• [Extrait du document]
......

Marche contre l’antisémitisme à Paris : pourquoi ce n’est pas un succès

La marche contre l’antisémitisme, organisée dimanche 12 novembre à Paris, fera date, non par la mobilisation (un peu plus de 100.000 manifestants, trois fois moins que la marche pro-palestinienne de Londres), mais par la présence d’une extrême-droite au lourd passif antisémite.

Aussi, la manifestation n’a pas fait avancer la cause de la lutte contre tous les racismes puisqu’elle est suivie d’attaques assumées contre la communauté musulmane.

Les observateurs ont noté que c’est la première fois de l’Histoire que l’extrême-droite défile en France aux côtés de représentants du gouvernement.

......

(Données sources)
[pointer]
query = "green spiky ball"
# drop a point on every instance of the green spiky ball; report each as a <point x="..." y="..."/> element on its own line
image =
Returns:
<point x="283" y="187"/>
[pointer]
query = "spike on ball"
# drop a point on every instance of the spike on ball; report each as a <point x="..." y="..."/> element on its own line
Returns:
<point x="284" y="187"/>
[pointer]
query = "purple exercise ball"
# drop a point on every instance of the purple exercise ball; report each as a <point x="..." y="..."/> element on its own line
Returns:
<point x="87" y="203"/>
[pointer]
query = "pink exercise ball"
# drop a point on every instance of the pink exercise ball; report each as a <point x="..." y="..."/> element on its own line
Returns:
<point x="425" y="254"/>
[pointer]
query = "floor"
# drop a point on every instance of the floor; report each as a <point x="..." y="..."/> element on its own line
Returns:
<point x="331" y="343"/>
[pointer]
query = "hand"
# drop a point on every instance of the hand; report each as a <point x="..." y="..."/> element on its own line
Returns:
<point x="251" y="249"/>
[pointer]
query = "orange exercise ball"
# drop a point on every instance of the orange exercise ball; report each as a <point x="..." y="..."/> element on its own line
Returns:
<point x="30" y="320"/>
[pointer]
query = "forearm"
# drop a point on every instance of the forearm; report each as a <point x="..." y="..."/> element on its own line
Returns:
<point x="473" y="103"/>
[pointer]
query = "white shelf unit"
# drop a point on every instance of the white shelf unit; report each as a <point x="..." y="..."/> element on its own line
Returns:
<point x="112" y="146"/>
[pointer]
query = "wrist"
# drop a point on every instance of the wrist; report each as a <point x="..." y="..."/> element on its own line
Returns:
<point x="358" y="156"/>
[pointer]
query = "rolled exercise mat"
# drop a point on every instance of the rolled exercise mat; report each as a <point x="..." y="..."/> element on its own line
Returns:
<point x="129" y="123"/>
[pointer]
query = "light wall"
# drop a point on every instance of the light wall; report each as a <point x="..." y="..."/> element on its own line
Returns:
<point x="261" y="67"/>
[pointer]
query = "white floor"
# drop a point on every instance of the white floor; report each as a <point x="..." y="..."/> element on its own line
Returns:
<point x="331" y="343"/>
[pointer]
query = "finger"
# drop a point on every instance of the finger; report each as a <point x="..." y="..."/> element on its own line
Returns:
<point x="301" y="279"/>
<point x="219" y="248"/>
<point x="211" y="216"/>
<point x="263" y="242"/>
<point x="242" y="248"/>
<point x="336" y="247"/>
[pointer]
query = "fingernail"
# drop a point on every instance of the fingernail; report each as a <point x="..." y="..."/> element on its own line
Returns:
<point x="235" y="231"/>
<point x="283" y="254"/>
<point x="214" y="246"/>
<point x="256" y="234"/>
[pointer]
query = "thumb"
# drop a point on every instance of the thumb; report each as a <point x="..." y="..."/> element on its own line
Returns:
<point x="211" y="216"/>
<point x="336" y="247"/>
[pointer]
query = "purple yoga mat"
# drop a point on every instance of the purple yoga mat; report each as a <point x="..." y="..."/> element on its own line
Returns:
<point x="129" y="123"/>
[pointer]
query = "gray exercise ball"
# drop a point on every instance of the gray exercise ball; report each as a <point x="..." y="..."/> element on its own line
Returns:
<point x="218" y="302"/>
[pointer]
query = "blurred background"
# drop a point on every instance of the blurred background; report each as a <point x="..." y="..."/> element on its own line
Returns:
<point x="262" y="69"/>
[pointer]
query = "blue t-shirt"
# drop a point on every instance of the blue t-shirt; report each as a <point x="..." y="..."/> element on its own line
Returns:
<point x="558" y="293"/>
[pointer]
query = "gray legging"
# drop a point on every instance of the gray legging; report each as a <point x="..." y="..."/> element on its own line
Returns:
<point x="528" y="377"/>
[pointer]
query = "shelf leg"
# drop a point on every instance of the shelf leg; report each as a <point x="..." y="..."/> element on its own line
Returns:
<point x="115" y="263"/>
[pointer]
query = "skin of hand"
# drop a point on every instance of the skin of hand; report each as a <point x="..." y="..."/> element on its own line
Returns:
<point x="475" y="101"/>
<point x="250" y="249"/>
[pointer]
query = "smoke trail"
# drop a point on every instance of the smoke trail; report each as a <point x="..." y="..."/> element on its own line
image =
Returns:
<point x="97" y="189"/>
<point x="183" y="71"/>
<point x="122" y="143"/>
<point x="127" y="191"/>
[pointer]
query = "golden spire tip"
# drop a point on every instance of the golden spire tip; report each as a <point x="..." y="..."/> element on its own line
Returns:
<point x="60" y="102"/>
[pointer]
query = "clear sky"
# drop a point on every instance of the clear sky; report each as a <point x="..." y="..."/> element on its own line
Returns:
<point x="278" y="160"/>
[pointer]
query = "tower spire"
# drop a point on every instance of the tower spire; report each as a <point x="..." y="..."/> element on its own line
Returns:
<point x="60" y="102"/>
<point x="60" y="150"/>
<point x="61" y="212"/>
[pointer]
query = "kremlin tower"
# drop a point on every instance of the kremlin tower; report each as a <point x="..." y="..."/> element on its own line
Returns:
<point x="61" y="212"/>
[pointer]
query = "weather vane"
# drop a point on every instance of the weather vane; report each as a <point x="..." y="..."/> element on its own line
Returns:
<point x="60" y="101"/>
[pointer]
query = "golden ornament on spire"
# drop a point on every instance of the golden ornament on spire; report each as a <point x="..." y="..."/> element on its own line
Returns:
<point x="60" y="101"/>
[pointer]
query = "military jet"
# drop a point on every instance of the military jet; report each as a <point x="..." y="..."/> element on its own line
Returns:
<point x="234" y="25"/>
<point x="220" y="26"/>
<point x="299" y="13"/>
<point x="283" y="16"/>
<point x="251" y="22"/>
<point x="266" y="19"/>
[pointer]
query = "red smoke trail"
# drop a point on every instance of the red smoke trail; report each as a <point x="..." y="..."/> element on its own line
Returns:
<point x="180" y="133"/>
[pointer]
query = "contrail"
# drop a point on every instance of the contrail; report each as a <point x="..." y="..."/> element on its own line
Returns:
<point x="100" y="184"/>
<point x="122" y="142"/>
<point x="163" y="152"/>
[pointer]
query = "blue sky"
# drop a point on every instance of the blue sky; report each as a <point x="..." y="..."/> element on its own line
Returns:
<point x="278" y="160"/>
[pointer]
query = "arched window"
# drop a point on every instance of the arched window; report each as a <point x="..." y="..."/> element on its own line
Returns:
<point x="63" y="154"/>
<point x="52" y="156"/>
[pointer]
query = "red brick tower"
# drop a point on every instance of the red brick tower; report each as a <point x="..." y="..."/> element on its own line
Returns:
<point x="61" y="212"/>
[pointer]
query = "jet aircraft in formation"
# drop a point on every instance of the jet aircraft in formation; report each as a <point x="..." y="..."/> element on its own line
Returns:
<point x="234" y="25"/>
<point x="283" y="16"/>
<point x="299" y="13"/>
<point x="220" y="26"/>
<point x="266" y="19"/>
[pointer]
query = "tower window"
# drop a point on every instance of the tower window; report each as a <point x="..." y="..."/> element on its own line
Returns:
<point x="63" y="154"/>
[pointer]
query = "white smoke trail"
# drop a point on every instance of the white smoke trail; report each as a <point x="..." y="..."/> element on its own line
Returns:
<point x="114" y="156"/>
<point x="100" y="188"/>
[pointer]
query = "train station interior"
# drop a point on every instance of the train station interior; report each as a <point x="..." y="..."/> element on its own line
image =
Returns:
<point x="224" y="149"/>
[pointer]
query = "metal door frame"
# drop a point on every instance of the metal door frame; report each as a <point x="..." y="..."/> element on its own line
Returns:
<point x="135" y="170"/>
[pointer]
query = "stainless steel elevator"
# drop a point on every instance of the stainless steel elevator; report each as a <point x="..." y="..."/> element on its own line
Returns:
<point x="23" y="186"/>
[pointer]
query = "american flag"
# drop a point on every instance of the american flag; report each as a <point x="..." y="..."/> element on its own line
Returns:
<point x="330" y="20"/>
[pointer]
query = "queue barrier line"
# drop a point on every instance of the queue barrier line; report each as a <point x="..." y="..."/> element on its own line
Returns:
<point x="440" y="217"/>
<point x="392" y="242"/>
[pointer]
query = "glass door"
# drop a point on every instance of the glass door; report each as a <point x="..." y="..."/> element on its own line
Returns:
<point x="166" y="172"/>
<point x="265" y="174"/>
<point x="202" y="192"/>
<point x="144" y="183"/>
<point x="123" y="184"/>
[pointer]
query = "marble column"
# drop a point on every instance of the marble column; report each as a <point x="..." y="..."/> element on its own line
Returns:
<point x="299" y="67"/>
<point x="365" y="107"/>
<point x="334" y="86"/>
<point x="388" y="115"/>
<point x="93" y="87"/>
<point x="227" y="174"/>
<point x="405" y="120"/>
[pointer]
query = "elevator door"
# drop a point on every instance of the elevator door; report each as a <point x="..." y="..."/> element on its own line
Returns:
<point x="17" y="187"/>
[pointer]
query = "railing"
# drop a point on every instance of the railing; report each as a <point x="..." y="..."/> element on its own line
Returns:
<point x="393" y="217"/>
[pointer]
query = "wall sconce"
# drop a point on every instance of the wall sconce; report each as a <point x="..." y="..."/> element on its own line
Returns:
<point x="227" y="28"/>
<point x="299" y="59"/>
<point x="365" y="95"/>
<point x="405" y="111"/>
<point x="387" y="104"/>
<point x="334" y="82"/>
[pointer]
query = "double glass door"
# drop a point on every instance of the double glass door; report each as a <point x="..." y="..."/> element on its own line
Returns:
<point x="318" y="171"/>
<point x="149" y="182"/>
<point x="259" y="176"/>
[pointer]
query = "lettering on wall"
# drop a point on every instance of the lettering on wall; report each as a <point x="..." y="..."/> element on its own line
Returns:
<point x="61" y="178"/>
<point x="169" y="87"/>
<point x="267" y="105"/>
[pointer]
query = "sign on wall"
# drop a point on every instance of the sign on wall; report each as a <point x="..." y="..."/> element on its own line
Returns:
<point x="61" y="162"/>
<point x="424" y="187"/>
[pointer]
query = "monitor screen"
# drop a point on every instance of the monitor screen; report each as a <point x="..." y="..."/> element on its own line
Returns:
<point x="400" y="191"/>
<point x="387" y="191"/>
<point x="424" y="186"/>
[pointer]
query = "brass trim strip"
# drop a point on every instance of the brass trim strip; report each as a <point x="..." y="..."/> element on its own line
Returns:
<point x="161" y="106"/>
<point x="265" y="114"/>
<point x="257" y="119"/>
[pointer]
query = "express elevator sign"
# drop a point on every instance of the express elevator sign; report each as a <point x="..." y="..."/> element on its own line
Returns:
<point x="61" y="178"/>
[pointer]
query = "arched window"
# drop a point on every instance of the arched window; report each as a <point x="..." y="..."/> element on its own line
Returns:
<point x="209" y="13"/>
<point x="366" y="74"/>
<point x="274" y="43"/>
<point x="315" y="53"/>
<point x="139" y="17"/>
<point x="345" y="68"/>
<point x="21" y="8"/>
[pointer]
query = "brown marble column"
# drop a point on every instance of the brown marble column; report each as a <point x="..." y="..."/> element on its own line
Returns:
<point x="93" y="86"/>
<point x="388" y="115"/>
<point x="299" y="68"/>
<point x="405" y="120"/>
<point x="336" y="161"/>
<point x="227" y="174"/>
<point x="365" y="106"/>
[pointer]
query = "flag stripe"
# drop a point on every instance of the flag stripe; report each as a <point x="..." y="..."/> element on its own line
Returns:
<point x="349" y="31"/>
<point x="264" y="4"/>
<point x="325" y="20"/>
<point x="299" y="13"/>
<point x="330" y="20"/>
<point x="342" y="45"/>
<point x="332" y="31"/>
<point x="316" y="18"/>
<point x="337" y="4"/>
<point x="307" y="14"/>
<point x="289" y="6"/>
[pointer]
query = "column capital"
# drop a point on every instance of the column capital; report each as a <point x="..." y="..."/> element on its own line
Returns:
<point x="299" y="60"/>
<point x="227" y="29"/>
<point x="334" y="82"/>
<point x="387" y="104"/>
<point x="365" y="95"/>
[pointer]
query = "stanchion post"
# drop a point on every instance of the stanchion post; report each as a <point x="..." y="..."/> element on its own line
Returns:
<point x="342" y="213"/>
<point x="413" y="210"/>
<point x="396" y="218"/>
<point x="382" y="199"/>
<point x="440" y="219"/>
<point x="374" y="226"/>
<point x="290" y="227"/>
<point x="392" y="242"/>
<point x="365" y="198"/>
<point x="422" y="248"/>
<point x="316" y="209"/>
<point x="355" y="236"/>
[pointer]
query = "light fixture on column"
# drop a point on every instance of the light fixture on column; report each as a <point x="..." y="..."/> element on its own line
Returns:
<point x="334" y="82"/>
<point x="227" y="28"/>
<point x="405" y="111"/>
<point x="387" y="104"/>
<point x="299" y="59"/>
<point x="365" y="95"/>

......

• [Tâches à réaliser]
• 1. Pouvez-vous restituer l'extrait sur la marche contre l'antisémitisme à Paris en entier, sans la moindre modification ?
• 2. Pouvez-vous extraire toutes les lignes qui contiennent le mot "thumb" en les recopiant telles quelles ?
Ces lignes n'ont aucun rapport avec l'extrait.

• [Résultats par tâche]
• 1.
Marche contre l’antisémitisme à Paris : pourquoi ce n’est pas un succès

La marche contre l’antisémitisme, organisée dimanche 12 novembre à Paris, fera date, non par la mobilisation (un peu plus de 100.000 manifestants, trois fois moins que la marche pro-palestinienne de Londres), mais par la présence d’une extrême-droite au lourd passif antisémite.

Aussi, la manifestation n’a pas fait avancer la cause de la lutte contre tous les racismes puisqu’elle est suivie d’attaques assumées contre la communauté musulmane.

Les observateurs ont noté que c’est la première fois de l’Histoire que l’extrême-droite défile en France aux côtés de représentants du gouvernement.

• 2.
query = "thumb"
# drop a point on every instance of the thumb; report each as a <point x="..." y="..."/> element on its own line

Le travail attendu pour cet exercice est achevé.